(MATERIAL FOR THE TASK)

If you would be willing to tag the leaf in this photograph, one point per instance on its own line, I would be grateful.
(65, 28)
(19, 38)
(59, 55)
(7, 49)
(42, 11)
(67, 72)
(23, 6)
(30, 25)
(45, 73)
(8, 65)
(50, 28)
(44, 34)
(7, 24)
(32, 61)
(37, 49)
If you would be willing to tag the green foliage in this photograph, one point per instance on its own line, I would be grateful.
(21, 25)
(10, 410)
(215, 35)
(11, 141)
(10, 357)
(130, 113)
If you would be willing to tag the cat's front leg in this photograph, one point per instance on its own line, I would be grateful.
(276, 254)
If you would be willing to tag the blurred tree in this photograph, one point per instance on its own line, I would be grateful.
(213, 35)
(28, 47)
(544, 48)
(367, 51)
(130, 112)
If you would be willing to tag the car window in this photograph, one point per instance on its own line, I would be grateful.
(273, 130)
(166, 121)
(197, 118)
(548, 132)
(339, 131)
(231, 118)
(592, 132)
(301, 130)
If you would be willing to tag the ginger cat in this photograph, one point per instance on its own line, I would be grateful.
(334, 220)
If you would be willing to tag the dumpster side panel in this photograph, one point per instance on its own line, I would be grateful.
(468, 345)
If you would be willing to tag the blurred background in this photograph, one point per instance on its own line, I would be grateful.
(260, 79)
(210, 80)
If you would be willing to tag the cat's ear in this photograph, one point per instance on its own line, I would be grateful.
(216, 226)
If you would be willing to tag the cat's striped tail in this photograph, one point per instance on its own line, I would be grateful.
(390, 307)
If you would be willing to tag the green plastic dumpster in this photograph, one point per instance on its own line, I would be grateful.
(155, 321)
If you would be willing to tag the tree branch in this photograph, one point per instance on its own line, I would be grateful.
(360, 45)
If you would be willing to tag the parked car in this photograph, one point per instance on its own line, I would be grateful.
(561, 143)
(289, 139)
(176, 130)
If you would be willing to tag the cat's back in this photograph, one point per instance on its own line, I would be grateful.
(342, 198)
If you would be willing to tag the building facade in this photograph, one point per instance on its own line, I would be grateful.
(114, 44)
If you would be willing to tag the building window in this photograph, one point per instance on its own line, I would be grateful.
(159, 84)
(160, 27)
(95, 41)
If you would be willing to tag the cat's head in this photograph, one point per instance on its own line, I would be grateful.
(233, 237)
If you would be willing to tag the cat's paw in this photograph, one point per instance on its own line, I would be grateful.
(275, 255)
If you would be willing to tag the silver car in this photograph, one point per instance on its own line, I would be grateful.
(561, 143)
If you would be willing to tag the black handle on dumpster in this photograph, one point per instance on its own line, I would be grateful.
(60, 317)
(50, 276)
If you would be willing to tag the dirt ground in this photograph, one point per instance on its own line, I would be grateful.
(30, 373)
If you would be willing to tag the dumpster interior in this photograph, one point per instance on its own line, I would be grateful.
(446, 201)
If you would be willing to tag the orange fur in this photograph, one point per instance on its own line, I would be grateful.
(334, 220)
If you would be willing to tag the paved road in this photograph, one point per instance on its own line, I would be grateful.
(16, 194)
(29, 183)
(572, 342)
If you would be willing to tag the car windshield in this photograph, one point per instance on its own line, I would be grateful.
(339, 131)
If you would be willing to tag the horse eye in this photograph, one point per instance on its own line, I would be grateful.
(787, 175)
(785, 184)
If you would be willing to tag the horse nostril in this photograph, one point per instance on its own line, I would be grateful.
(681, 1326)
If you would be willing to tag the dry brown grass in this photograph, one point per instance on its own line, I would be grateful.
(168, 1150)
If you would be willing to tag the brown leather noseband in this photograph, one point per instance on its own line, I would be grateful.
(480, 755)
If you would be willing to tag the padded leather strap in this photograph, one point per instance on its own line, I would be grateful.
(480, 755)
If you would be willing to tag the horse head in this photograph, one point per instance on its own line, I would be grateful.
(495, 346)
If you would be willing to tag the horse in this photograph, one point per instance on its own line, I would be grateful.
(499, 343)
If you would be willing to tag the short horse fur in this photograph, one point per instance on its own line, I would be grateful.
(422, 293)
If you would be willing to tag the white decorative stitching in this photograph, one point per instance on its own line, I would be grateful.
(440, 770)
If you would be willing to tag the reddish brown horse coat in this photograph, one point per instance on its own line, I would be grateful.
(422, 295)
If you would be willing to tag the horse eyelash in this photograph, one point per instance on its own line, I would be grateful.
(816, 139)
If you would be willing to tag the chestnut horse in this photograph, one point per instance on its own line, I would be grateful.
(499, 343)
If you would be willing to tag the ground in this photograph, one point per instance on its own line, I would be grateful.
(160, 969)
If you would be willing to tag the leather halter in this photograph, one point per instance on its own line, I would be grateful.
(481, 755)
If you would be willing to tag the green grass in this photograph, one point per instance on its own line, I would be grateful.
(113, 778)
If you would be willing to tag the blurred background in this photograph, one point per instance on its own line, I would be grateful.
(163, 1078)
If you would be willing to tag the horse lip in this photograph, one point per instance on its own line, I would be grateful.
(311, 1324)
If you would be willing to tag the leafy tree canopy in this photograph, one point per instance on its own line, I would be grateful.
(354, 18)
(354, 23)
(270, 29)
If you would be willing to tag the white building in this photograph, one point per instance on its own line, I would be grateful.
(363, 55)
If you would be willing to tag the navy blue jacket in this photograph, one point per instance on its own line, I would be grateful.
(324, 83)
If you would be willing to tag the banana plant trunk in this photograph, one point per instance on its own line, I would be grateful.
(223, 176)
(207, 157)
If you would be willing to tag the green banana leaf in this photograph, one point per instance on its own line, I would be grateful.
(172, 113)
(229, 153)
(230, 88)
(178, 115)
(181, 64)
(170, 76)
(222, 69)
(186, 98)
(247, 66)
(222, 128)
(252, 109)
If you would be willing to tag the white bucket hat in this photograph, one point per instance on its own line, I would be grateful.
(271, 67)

(End MATERIAL FOR THE TASK)

EXERCISE: In full and word for word, write out the data above.

ANSWER TO THIS EXERCISE:
If you would be willing to tag the leaf in this photograph, one point per instance on its own line, I would be grateful.
(65, 28)
(19, 38)
(59, 55)
(7, 49)
(42, 11)
(67, 72)
(23, 6)
(30, 25)
(45, 73)
(8, 65)
(50, 28)
(44, 34)
(7, 24)
(32, 61)
(37, 49)
If you would be willing to tag the green foliage in this photograph, one point per instance on its own line, I would be grateful.
(21, 25)
(10, 410)
(215, 35)
(11, 141)
(10, 357)
(130, 113)
If you would be willing to tag the cat's front leg in this photograph, one point per instance on its own line, I would be grateful.
(276, 254)
If you would be willing to tag the blurred tree in this photograph, one point per instance on its own line, I would be grateful.
(213, 35)
(28, 47)
(544, 48)
(367, 51)
(130, 112)
If you would be willing to tag the car window in this photograph, one point per instance on its own line, I would be grateful.
(273, 130)
(166, 121)
(197, 118)
(548, 132)
(339, 131)
(231, 118)
(592, 132)
(301, 130)
If you would be willing to tag the ginger cat in this photograph, one point per instance on its own line, I would be grateful.
(334, 220)
If you would be willing to tag the dumpster side panel in this photograph, one point per instance on its own line, I would be grateful.
(468, 345)
If you would be willing to tag the blurred background in this photograph, one point per instance on its own line, I would be grateful.
(260, 79)
(210, 80)
If you would be willing to tag the cat's ear in this photograph, one point per instance on its own line, I would be grateful.
(216, 226)
If you would be willing to tag the cat's striped tail in this photograph, one point per instance on its own line, I would be grateful.
(390, 307)
If you would be willing to tag the green plastic dumpster in this photograph, one point per instance on its own line, I would be grateful.
(155, 321)
If you would be willing to tag the tree branch in this photograph, one point per instance on its own line, I would be grateful.
(360, 45)
If you would be willing to tag the parked car in this photograph, one point per instance on its own line, I would be grateful.
(561, 143)
(289, 139)
(176, 130)
If you would be willing to tag the cat's back in this photograph, one point per instance on its own line, I would be grateful.
(342, 198)
If you would be willing to tag the building facade in this photograph, one point per instance on its own line, I would be grateful.
(114, 44)
If you would be willing to tag the building window in this photograph, one point per instance on its own line, I would be grateful.
(159, 84)
(160, 27)
(95, 41)
If you would be willing to tag the cat's head in this photograph, one point per instance on its own line, I would be grateful.
(233, 237)
If you would be willing to tag the cat's paw in this photograph, one point per instance on its own line, I would be grateful.
(275, 255)
If you would be willing to tag the silver car in this photograph, one point per instance on its own line, I would be grateful.
(561, 143)
If you would be willing to tag the black handle on dumpster in this photograph, one point per instance on its own line, I would be grateful.
(60, 317)
(50, 276)
If you would be willing to tag the dirt ground in this photograph, one point per instance on its own line, I would be grateful.
(30, 373)
If you would be willing to tag the dumpster interior in this photograph, one point per instance on its own line, I would be grateful.
(446, 201)
If you would be willing to tag the orange fur in this photograph, one point per instance on its own line, I would be grateful.
(334, 220)
If you would be willing to tag the paved road in this photograph, one point per instance on its own line, I would be grateful.
(16, 194)
(29, 183)
(572, 342)
If you would be willing to tag the car windshield in this photograph, one point per instance on its own line, I would be grateful.
(339, 131)
If you would be willing to tag the horse eye in this photograph, one point per instance on its own line, I would be grateful.
(787, 175)
(785, 184)
If you would be willing to tag the horse nostril in this photograph, one point per instance on its own line, I would be grateful.
(681, 1326)
If you would be willing to tag the dry brown grass in this photograph, one point per instance on its own line, I would be grateful.
(168, 1150)
If you would be willing to tag the brown leather noseband in this photograph, one point per instance on its own line, I would be grateful.
(480, 755)
If you would be willing to tag the padded leather strap in this photograph, one point per instance on its own line, I would be grateful.
(480, 755)
If you would be willing to tag the horse head in this photograph, one point per instance on its own line, I would be grateful.
(495, 346)
If you would be willing to tag the horse in this photograph, one point per instance on its own line, I would be grateful.
(499, 343)
If you would be willing to tag the short horse fur in this photograph, one point per instance on its own line, I would be grateful.
(422, 293)
If you would be willing to tag the white decorative stitching in this photograph, one point per instance on its own line, I would be grateful.
(440, 770)
If you would be willing to tag the reddish brown horse coat in this photograph, one point per instance on its own line, I would be grateful.
(422, 295)
If you would be willing to tag the horse eyelash in this photograph, one point per instance on its own line, I would be grateful.
(816, 139)
If you would be willing to tag the chestnut horse in this photograph, one point per instance on its own line, I would be grateful.
(499, 343)
If you would be willing to tag the ground in this photograph, one point per instance on its own line, I would be grateful.
(160, 969)
If you would be willing to tag the leather halter in this photograph, one point per instance on its own line, I would be grateful.
(481, 755)
If you would be willing to tag the green grass in this photograph, one point per instance on its own line, I would be grateful.
(113, 778)
If you would be willing to tag the blurred background in this photograph, one point per instance on its own line, I would be grateful.
(163, 1078)
If you would be willing to tag the horse lip in this photograph, one point per instance on its own line, I would be grateful.
(311, 1324)
If you would be willing to tag the leafy tree canopy in this photograph, one point per instance on its own line, I would be grateful.
(354, 18)
(354, 23)
(270, 29)
If you would be willing to tag the white building in this photograph, one point per instance on its own line, I would be grateful.
(363, 55)
If you would be willing to tag the navy blue jacket in this photograph, one point per instance on its own line, I would be grateful.
(324, 83)
If you would be willing to tag the banana plant trunk in this photograph, one point per instance on its own line, I would be grateful.
(223, 176)
(207, 157)
If you would be willing to tag the green banana leaf in this photograph, one point per instance on its own line, I would be grateful.
(172, 113)
(229, 153)
(230, 88)
(178, 115)
(181, 64)
(170, 76)
(222, 69)
(186, 98)
(247, 66)
(222, 128)
(252, 109)
If you would be willing to tag the white bucket hat in this photograph, one point per instance on its own line, I would be grateful.
(271, 67)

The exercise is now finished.